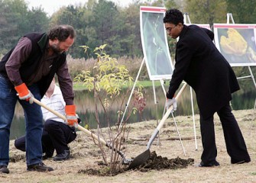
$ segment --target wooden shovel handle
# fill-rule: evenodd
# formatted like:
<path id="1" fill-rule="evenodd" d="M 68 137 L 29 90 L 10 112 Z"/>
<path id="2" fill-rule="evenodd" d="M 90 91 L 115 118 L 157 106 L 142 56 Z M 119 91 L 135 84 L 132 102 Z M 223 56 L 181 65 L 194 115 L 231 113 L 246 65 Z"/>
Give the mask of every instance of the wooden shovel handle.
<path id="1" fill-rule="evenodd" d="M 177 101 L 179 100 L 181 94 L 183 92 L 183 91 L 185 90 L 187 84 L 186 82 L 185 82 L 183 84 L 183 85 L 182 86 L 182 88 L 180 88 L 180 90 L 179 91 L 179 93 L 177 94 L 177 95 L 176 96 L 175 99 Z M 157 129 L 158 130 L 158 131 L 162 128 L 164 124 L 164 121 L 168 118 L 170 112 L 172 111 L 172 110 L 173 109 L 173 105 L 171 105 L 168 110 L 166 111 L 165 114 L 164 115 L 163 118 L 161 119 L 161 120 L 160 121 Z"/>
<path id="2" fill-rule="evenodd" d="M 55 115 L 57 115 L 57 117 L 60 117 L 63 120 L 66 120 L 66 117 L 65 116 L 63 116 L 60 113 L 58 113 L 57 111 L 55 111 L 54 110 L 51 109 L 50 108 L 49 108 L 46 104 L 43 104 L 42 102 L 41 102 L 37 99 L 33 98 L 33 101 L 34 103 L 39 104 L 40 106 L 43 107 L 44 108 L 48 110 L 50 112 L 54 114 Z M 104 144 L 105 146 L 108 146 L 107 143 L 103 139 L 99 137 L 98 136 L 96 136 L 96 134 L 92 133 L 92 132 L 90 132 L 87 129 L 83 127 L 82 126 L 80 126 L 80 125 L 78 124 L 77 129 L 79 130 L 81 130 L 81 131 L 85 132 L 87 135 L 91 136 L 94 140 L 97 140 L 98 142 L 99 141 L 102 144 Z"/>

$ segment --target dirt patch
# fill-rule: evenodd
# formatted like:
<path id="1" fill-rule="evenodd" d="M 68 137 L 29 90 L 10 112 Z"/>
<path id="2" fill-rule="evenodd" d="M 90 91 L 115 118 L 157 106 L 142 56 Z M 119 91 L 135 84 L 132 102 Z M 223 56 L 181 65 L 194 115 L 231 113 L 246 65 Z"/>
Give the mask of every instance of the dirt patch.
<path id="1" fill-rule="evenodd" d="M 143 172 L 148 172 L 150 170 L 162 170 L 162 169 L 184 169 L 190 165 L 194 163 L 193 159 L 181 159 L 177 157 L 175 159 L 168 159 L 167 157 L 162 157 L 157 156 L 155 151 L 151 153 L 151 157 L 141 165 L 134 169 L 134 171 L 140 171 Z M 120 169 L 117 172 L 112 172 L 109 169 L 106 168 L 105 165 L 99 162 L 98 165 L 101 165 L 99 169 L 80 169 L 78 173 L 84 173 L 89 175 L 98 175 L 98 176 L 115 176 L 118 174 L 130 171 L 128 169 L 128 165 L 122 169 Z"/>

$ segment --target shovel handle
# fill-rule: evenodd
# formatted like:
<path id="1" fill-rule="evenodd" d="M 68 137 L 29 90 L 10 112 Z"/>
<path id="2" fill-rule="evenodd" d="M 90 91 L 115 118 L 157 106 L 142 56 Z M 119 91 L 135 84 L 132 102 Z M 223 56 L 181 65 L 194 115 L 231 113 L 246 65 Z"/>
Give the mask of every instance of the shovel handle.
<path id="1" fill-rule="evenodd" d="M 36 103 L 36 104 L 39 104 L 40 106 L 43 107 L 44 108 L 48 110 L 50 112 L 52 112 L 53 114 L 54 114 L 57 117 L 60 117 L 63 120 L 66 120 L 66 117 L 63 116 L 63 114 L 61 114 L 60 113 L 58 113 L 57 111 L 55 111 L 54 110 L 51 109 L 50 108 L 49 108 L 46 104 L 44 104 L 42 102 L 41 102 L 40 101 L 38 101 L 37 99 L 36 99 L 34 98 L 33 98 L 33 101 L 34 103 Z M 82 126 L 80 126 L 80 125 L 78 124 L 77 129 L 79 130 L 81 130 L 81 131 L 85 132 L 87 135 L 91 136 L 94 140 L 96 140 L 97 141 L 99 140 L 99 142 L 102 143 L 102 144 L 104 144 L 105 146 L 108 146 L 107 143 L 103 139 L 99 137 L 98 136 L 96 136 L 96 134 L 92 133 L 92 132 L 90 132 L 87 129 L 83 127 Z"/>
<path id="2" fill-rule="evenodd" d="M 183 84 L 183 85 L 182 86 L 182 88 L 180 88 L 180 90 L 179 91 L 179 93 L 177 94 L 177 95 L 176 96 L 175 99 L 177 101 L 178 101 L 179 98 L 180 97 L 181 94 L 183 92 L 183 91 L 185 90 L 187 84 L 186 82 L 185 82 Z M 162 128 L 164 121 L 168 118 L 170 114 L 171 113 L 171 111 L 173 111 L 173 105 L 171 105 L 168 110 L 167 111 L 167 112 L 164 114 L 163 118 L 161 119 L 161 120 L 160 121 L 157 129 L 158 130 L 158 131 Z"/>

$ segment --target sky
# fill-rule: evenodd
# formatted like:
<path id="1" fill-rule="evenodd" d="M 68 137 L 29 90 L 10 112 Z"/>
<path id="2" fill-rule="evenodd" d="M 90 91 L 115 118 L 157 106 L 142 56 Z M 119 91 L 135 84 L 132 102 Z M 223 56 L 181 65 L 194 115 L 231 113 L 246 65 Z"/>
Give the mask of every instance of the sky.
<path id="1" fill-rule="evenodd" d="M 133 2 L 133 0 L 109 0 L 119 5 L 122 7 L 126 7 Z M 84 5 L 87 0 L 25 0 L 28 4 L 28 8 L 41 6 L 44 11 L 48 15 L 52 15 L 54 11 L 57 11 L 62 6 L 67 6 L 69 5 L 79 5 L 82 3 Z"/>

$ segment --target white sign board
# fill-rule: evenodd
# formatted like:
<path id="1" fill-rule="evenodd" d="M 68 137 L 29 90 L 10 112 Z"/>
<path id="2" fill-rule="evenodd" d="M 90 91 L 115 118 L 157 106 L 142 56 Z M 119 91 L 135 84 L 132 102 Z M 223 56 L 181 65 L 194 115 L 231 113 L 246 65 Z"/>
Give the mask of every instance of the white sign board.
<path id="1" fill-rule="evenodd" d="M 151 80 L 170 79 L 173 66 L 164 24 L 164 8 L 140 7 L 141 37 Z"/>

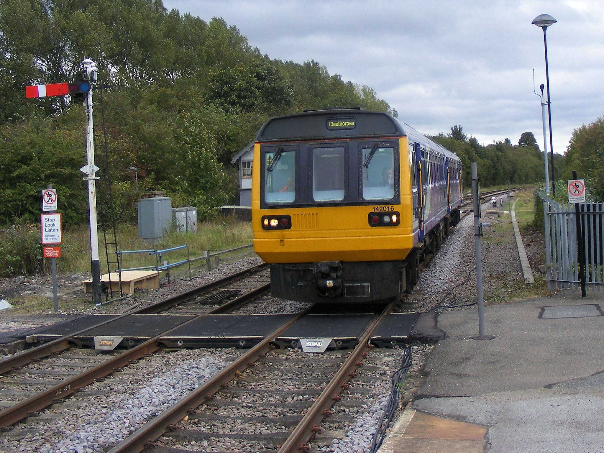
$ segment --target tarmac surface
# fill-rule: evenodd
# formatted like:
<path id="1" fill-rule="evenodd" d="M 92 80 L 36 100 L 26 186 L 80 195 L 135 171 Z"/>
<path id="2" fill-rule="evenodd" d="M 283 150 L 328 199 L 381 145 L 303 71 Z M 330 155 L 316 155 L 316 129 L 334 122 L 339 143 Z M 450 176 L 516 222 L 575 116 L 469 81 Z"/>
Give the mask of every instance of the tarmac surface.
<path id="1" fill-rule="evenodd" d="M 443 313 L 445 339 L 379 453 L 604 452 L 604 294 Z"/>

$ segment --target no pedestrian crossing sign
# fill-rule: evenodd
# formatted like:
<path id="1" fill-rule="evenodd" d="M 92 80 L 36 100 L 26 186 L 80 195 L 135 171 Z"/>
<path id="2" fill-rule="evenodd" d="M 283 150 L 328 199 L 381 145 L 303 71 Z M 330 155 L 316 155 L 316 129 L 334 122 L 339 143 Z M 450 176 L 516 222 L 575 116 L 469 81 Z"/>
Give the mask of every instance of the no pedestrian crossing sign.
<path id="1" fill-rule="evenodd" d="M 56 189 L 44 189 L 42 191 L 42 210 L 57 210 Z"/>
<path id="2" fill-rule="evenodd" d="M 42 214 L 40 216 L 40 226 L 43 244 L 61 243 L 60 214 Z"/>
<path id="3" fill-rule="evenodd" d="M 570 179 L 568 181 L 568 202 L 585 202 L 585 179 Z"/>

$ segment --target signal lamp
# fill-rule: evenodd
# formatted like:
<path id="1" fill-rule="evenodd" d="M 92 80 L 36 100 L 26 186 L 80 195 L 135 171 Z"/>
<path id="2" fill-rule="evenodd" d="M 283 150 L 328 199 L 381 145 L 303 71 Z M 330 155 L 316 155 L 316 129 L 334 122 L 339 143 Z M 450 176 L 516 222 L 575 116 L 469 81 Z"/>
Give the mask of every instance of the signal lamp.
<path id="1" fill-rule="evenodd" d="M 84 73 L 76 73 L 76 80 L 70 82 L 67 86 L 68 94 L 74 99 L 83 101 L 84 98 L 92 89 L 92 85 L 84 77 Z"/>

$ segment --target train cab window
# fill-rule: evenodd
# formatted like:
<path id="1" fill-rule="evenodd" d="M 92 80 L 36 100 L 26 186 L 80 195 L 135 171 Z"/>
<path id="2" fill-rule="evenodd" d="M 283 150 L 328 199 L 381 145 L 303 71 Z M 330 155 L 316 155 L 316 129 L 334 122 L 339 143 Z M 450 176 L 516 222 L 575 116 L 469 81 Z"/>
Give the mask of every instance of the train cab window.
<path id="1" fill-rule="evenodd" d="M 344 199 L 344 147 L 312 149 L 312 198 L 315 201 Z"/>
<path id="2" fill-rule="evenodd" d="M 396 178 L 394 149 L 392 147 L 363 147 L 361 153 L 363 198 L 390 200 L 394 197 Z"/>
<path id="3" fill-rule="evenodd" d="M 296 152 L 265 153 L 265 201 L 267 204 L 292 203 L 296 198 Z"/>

---

## Written problem
Rewrite the data from its start through the line containing "177 101 L 179", replacing "shovel" with "spade" and changing nothing else. Omit the pictures.

## Solution to the exercise
$ segment --target wooden spade handle
# fill-rule: evenodd
# formatted like:
<path id="1" fill-rule="evenodd" d="M 68 137 L 29 90 L 10 112 Z"/>
<path id="2" fill-rule="evenodd" d="M 90 91 L 115 118 L 157 106 L 142 56 Z M 119 91 L 135 84 L 132 102 Z M 223 56 L 181 65 L 194 115 L 231 113 L 246 65 Z"/>
Give the mask of every instance of the wooden spade handle.
<path id="1" fill-rule="evenodd" d="M 177 101 L 179 100 L 181 94 L 183 92 L 183 91 L 185 90 L 187 84 L 186 82 L 185 82 L 183 84 L 183 85 L 182 86 L 182 88 L 180 88 L 180 90 L 179 91 L 179 93 L 177 94 L 177 95 L 176 96 L 175 99 Z M 157 129 L 158 130 L 158 131 L 162 128 L 164 124 L 164 121 L 168 118 L 170 112 L 172 111 L 172 110 L 173 109 L 173 105 L 171 105 L 168 110 L 166 111 L 165 114 L 164 115 L 163 118 L 161 119 L 161 120 L 160 121 Z"/>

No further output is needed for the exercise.